#### [Instructions to follow]
Nothing but the entries, copied exactly, should appear in the response.

#### [Source data]
◇ ◇ ◇ ◇ ◇ ◇ ◇

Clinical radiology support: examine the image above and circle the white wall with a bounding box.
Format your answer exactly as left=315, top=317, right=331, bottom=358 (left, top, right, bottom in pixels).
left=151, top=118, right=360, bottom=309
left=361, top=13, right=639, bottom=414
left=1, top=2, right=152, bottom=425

◇ ◇ ◇ ◇ ◇ ◇ ◇

#### [Result of this task]
Clinical radiology support: examine the image above and circle the white wall with a bounding box.
Format your answer exactly as left=315, top=317, right=331, bottom=358 (left, top, right, bottom in pixels).
left=151, top=118, right=360, bottom=309
left=361, top=13, right=639, bottom=414
left=1, top=2, right=152, bottom=425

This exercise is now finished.